Multi-Cluster Operations

What Is a Cluster?

A cluster is a Foghorn instance (or HA pair) plus its edge nodes — strictly the media plane. All clusters share the same central control plane (Commodore, Quartermaster, Purser) and data plane (Decklog, Periscope, Signalman). These services are not duplicated or federated per cluster.

While control and data plane services share infrastructure, they are registered under separate cluster IDs for operational visibility. The control plane cluster appears in the inventory and dashboard but does not participate in Foghorn federation.

Cross-cluster coordination is handled exclusively by the FoghornFederation gRPC protocol between Foghorn instances.

Deployment Models

Model	Description
Shared	Free shared capacity is currently unmetered; premium shared tiers are seeded for later enforcement. All tenants share the same cluster, edges, and services.
Dedicated	Enterprise tier. Isolated cluster with dedicated Foghorn, edges, and capacity — operated by FrameWorks or self-hosted on-premise via the CLI, with Manual Deployment as an advanced reference.
Hybrid	Tenant runs self-hosted edges that fall back to the primary shared cluster. Edges federate via Foghorn; control/data plane remains shared.
Open Marketplace	Operators publish listed clusters with access controls, invites, subscription requests, and pricing metadata. A vetted public marketplace program for third-party capacity is on the roadmap.

Cluster Lifecycle

Creating a Cluster

Via CLI provisioning (recommended for full deployments):

# Generate and validate GitOps-owned WireGuard identity from a local checkout.
frameworks mesh wg generate --manifest gitops/clusters/production/cluster.yaml
frameworks mesh wg check --gitops-dir gitops --cluster production

# Provisioning is read-only against GitOps.
frameworks cluster provision --gitops-dir gitops --cluster production

When the manifest has a clusters section, the CLI creates all clusters, registers nodes to the correct cluster based on role-based resolution, and generates per-cluster enrollment tokens. The manifest must already contain complete WireGuard identity for every managed Privateer host; cluster provision validates that state but does not write cluster.yaml or hosts.enc.yaml. See Cluster Manifest: clusters for the manifest format.

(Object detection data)
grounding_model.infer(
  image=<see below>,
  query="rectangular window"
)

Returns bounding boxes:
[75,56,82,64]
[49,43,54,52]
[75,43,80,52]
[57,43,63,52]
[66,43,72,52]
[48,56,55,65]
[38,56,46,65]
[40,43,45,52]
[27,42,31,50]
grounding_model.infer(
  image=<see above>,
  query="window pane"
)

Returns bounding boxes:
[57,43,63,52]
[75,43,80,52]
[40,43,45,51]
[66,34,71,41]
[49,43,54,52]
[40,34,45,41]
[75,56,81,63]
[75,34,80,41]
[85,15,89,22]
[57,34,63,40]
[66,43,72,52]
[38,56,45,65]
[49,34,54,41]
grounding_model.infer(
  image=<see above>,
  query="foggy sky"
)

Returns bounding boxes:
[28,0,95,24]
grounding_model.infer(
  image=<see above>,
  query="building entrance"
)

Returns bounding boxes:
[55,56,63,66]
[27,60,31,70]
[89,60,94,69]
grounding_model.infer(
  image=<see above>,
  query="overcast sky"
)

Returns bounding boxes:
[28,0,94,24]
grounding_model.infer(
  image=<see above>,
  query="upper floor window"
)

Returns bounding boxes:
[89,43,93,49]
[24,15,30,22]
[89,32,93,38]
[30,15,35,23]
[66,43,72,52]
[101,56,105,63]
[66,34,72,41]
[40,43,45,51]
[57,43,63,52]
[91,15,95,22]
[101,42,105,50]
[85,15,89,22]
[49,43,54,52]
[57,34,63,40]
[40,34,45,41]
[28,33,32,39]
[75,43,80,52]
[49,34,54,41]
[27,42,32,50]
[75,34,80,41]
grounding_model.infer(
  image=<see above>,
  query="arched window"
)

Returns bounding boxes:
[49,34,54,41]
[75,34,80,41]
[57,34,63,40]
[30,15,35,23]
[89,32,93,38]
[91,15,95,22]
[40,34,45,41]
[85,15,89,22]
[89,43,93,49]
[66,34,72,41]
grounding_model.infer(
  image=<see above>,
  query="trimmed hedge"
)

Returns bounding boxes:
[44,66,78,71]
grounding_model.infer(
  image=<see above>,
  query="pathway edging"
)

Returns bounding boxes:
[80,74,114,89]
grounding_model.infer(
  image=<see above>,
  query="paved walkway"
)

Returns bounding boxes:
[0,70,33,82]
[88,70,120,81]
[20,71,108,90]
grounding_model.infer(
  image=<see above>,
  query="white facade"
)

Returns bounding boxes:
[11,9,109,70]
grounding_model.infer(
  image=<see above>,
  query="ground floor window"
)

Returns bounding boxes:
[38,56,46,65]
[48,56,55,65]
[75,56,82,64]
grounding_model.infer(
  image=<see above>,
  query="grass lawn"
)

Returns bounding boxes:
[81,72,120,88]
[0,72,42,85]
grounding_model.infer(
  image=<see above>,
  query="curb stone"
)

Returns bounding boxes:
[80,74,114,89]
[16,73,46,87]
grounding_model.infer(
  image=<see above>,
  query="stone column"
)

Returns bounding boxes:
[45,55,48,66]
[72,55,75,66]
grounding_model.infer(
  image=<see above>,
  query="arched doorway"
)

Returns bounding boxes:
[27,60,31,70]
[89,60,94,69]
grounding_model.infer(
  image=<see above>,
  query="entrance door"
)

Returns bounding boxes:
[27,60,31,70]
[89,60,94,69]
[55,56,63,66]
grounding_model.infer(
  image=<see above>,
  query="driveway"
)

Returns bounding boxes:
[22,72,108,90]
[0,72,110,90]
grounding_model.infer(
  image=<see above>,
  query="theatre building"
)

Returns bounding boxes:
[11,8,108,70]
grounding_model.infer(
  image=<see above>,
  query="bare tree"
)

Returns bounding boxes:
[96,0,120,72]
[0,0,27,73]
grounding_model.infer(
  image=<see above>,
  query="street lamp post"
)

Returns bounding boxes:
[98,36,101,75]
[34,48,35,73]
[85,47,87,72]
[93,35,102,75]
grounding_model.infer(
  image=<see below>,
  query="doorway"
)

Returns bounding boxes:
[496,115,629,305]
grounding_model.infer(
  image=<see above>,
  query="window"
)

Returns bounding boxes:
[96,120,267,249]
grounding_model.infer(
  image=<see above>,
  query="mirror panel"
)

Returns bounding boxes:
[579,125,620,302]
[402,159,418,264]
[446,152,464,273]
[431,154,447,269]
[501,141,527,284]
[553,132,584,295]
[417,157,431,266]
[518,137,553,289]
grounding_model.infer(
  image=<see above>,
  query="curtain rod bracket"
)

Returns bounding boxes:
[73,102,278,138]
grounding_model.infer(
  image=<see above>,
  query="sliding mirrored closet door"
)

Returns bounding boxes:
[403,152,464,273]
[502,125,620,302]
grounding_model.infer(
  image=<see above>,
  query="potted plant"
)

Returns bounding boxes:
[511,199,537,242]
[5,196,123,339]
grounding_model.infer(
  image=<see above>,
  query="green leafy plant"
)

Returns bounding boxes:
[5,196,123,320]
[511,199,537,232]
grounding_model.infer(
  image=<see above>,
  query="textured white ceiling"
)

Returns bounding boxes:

■ OBJECTIVES ■
1. In the multi-cluster operations text, what handles cross-cluster coordination?
2. Reproduce the part of the multi-cluster operations text between "frameworks mesh wg generate" and "read-only against GitOps.", inclusive.

■ ANSWERS TO THE EXERCISES ■
1. The FoghornFederation gRPC protocol between Foghorn instances handles it exclusively.

2.
frameworks mesh wg generate --manifest gitops/clusters/production/cluster.yaml
frameworks mesh wg check --gitops-dir gitops --cluster production

# Provisioning is read-only against GitOps.